## [Location identification entries]

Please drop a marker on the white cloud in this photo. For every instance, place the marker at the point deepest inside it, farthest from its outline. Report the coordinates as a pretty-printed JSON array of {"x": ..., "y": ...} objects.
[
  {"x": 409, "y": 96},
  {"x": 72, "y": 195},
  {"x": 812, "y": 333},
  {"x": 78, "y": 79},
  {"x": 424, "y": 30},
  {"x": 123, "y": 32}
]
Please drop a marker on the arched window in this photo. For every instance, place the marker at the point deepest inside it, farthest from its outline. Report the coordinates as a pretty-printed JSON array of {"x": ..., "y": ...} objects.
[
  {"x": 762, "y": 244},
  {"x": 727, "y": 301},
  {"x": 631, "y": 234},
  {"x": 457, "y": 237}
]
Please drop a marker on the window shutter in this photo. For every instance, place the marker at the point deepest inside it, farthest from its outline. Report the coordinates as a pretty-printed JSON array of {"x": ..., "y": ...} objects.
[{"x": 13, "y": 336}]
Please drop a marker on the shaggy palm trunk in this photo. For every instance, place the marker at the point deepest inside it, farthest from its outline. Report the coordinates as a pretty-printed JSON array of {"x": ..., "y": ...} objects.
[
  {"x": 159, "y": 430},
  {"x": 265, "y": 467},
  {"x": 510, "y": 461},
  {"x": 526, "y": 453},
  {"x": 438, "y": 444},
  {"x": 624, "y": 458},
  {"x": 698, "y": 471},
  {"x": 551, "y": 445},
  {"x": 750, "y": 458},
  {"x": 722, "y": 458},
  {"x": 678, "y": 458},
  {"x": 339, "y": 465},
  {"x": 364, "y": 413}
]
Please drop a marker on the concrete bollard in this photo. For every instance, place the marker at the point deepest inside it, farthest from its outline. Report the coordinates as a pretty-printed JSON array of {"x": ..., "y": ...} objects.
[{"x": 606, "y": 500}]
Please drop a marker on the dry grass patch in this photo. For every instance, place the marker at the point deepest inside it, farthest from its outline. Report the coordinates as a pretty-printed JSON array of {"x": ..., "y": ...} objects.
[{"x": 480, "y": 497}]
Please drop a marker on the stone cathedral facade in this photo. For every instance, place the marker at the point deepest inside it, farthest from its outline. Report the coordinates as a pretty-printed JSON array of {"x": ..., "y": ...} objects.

## [Description of the task]
Repeat all the records. Match each line exactly.

## [Expected answer]
Please drop a marker on the white cloud in this photo. For every instance, place the marker at the point deepest inside it, farthest from its outline. Report the coordinates as a pretty-printed JSON array of {"x": ..., "y": ...} objects.
[
  {"x": 409, "y": 96},
  {"x": 72, "y": 195},
  {"x": 812, "y": 333},
  {"x": 78, "y": 79},
  {"x": 424, "y": 30},
  {"x": 123, "y": 32}
]
Please drop a marker on the arched window in this photo. For every instance, place the marker at the point deepest inside it, farthest from its outline. Report the coordinates as a pretty-printed JSON array of {"x": ..., "y": ...} objects.
[
  {"x": 762, "y": 244},
  {"x": 727, "y": 301},
  {"x": 631, "y": 234},
  {"x": 457, "y": 237}
]
Please drop a marker on the window shutter in this photo. For every instance, place the marker at the point deepest inside it, farthest from its outline. Report the coordinates as a pretty-printed JSON array of {"x": ..., "y": ...} objects.
[{"x": 13, "y": 336}]
Please drop a marker on the shaggy palm trunk in this photo. For every instance, place the marker at the point deepest inside it, farthest from its outline. Report the coordinates as a pretty-printed JSON array of {"x": ..., "y": ...} objects.
[
  {"x": 159, "y": 430},
  {"x": 265, "y": 467},
  {"x": 510, "y": 461},
  {"x": 526, "y": 453},
  {"x": 438, "y": 444},
  {"x": 624, "y": 458},
  {"x": 698, "y": 471},
  {"x": 551, "y": 445},
  {"x": 750, "y": 458},
  {"x": 722, "y": 458},
  {"x": 678, "y": 458},
  {"x": 339, "y": 465},
  {"x": 364, "y": 413}
]
Please drop a marker on the concrete bollard in this photo. For every instance, place the marker at the point deepest inside it, farthest from its outline. Report the coordinates as a pretty-printed JSON array of {"x": ..., "y": ...} objects.
[{"x": 606, "y": 500}]
Please drop a marker on the dry grass patch in this photo. For every instance, place the marker at the point deepest inside it, farthest from its outline. Report the coordinates as a pretty-printed JSON array of {"x": ..., "y": ...} objects.
[{"x": 480, "y": 497}]
Please drop a marker on the stone cathedral facade in this photo. For every instance, place the marker at the point deepest inside it, farthest from its outline. Report the coordinates as a pretty-printed JSON array of {"x": ..., "y": ...} objects.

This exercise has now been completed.